__What you need to do__
Below are the records; give again exactly the line with "the small white", the line with "on the dark", and each line that lies between them, and nothing besides.

━━━━━ Provided records

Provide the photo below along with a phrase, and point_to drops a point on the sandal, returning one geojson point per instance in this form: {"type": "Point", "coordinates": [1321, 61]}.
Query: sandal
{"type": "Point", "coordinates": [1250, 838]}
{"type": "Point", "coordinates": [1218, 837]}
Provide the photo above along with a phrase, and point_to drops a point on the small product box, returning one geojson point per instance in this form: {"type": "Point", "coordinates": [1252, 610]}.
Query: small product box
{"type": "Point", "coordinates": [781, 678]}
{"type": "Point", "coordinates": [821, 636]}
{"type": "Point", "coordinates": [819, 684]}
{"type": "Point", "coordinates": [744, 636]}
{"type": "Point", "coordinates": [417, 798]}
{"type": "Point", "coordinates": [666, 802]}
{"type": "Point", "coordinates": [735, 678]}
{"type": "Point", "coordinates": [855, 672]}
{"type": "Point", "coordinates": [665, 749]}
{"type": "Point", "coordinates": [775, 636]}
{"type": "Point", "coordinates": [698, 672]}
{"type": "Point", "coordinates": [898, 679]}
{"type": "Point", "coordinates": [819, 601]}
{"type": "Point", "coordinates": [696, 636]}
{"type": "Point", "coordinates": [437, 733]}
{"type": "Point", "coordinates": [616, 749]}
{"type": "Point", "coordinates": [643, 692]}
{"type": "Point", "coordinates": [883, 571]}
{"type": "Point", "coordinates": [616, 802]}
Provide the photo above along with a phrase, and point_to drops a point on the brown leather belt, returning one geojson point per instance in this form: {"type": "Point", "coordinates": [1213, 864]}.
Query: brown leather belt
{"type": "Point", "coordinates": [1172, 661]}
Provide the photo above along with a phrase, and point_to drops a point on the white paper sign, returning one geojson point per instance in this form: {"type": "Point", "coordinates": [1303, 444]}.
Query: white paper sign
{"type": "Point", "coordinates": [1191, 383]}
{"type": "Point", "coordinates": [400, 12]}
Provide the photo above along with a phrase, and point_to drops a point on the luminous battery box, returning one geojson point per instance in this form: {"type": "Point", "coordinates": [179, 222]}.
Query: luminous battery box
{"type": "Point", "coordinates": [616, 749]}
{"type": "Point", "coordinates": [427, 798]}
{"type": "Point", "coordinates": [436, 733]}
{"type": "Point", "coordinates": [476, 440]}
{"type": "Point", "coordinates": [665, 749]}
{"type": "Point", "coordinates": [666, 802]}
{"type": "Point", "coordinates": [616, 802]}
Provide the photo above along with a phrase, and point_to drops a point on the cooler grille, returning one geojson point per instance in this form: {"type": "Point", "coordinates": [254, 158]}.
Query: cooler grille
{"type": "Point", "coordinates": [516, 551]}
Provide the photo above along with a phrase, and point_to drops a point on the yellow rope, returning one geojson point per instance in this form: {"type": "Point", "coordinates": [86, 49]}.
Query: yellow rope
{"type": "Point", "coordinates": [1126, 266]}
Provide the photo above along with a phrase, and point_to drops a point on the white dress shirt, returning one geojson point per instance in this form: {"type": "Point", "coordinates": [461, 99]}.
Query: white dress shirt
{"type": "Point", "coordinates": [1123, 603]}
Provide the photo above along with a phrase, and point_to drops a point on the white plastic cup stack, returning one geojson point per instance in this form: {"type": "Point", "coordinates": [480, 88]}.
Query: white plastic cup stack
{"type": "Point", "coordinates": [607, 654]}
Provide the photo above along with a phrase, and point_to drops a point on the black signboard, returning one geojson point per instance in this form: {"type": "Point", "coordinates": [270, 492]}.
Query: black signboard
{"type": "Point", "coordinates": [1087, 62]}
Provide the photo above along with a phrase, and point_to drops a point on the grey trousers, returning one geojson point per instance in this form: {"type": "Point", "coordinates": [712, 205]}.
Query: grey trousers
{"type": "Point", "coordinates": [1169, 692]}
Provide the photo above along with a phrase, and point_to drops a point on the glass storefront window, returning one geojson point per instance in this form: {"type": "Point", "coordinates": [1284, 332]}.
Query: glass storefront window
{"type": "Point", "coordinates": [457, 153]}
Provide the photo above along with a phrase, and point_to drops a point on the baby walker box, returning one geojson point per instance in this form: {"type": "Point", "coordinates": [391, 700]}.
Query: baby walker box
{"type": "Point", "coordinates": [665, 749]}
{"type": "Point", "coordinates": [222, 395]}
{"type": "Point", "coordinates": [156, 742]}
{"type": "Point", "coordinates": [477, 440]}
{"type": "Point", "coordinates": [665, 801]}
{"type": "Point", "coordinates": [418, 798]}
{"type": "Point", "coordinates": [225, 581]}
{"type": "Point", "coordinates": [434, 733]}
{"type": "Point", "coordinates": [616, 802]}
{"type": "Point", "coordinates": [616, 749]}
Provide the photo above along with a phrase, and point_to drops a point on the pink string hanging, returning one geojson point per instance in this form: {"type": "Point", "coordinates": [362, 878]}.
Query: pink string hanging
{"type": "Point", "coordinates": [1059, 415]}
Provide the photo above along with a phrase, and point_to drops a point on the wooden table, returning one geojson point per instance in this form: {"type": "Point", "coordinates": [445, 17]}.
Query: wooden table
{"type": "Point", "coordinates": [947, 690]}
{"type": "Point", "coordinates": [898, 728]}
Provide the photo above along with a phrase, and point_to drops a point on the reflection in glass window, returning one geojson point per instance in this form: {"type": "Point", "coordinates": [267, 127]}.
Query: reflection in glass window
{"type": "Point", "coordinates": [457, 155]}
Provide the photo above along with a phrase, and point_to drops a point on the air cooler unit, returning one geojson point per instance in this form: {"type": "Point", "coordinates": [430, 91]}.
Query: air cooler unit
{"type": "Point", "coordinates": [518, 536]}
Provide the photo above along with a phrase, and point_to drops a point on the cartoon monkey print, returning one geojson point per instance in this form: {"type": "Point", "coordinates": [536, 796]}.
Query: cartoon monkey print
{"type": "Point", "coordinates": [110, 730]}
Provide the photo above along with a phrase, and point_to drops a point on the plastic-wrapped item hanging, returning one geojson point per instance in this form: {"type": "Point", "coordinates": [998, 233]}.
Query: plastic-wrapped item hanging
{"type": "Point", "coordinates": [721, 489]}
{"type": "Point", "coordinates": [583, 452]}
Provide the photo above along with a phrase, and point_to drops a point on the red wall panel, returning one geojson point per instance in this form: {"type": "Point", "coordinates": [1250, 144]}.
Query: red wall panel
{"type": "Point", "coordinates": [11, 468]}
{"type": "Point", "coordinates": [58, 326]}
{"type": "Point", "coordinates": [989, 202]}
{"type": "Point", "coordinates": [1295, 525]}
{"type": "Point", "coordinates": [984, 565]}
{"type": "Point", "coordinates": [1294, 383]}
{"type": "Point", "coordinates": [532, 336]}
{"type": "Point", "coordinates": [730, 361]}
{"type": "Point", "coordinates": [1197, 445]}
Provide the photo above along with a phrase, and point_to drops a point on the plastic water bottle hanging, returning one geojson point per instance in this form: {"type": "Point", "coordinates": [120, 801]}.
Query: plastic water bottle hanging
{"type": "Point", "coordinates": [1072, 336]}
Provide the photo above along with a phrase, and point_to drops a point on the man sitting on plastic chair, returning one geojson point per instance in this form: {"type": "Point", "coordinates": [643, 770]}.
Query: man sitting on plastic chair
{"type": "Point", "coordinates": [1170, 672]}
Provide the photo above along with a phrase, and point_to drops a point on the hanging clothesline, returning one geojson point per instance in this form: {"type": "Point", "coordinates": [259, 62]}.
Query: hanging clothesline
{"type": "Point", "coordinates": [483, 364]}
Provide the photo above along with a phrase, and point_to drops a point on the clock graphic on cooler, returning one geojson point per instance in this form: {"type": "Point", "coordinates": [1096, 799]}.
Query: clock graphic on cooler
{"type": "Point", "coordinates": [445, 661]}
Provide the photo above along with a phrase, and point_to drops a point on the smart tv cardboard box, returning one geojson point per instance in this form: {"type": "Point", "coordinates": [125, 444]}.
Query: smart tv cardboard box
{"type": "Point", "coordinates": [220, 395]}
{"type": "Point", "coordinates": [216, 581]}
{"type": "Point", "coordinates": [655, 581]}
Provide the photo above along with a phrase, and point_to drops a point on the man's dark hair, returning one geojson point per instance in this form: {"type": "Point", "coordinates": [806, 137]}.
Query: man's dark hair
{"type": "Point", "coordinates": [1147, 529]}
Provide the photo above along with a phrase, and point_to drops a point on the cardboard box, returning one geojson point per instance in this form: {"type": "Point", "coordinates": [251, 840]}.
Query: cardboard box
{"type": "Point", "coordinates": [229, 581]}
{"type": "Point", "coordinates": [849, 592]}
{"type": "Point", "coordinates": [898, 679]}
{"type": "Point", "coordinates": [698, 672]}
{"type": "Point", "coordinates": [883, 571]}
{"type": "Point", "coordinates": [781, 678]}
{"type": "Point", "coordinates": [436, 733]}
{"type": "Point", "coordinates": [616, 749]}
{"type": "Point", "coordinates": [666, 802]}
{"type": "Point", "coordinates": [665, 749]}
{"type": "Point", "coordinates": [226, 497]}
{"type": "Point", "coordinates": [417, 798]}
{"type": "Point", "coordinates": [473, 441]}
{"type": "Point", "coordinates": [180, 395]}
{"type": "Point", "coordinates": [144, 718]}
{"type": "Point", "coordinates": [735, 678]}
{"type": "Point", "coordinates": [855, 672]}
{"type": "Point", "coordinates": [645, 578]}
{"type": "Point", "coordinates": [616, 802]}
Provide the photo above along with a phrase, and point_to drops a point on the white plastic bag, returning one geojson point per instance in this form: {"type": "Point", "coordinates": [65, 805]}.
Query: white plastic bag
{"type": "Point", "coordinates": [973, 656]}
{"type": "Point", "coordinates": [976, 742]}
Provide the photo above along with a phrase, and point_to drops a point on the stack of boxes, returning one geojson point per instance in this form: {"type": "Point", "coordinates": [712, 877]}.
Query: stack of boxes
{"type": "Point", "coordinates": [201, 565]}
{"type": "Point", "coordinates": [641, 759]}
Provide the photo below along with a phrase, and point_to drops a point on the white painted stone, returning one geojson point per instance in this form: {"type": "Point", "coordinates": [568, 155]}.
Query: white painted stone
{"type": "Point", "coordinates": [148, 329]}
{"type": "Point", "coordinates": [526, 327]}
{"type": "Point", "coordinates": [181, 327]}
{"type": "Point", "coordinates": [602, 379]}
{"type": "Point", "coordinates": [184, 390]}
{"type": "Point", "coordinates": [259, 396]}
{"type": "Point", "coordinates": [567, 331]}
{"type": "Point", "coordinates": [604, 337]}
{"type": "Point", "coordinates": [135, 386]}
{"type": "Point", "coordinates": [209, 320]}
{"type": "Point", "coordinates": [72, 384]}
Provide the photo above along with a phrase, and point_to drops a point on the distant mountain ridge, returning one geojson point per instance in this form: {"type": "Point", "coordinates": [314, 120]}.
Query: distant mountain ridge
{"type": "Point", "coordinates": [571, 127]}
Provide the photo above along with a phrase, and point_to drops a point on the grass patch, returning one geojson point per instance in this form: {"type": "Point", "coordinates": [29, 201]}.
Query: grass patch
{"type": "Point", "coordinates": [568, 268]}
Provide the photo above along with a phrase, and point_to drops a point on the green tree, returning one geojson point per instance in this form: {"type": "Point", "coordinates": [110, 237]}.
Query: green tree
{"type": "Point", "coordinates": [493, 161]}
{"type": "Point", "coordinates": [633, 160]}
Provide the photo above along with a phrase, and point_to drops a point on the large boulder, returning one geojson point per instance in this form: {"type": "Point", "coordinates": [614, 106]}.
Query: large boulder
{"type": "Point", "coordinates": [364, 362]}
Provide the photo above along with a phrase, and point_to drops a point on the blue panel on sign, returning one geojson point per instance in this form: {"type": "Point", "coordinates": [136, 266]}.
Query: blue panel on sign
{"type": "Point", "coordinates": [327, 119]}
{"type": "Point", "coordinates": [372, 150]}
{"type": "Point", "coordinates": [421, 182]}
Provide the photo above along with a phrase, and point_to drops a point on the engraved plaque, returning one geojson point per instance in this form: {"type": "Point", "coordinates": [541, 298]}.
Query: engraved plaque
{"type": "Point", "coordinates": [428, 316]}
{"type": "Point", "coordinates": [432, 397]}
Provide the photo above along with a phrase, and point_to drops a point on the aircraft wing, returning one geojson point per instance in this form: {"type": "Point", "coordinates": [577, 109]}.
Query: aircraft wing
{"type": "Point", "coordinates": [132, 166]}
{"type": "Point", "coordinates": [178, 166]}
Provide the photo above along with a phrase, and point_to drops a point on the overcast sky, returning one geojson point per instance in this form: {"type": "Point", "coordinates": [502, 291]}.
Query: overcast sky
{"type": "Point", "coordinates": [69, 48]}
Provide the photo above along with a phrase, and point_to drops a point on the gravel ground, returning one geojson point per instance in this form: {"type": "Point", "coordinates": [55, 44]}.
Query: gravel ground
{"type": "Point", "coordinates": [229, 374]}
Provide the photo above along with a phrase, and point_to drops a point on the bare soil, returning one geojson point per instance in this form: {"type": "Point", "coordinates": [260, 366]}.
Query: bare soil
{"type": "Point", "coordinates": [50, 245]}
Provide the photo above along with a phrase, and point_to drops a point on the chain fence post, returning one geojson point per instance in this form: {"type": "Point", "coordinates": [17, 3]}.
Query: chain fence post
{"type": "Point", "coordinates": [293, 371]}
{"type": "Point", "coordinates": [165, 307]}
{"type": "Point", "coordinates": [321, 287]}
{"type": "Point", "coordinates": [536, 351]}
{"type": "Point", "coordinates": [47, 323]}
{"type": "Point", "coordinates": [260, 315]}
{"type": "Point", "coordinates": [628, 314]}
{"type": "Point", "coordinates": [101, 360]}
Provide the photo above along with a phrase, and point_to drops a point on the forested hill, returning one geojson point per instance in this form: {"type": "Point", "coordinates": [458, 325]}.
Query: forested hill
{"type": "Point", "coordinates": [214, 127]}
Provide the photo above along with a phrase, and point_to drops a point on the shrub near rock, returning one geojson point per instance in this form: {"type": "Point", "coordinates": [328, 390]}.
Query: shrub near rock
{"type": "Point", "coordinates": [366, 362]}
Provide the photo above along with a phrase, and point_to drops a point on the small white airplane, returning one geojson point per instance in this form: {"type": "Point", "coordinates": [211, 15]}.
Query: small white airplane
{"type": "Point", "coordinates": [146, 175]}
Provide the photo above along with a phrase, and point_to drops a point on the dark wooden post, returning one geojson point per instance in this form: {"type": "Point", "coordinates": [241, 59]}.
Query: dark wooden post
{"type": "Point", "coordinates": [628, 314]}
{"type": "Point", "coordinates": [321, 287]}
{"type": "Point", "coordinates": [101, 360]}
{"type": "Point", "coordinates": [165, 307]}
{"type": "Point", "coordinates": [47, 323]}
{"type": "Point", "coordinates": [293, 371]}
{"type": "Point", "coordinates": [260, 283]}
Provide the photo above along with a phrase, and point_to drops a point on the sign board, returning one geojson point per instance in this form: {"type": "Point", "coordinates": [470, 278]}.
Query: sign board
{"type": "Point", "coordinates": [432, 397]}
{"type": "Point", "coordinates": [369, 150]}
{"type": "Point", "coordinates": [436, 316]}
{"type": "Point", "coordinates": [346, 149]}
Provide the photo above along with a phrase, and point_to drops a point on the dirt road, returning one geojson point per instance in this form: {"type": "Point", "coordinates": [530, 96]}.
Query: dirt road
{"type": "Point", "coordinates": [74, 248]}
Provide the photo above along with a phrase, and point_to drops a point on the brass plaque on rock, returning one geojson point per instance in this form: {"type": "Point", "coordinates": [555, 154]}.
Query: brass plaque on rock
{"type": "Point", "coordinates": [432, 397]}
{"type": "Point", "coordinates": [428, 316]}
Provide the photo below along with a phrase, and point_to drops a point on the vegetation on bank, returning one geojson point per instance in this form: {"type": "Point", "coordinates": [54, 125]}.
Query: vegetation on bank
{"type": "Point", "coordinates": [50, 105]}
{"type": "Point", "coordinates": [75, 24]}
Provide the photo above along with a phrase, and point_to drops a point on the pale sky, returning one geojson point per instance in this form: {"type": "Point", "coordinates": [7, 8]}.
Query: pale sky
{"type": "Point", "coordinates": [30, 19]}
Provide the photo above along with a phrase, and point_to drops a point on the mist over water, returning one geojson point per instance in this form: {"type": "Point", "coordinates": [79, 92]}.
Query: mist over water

━━━━━━━━━━

__Response to the exercise__
Provide the photo above along with a phrase, and point_to drops a point on the small white airplane, returning one geojson point per instance in this form: {"type": "Point", "coordinates": [211, 15]}.
Query: small white airplane
{"type": "Point", "coordinates": [146, 175]}
Provide the photo above along with a phrase, and point_to drops a point on the dark wooden post, returning one geojson point per instance in this form: {"type": "Point", "coordinates": [241, 59]}.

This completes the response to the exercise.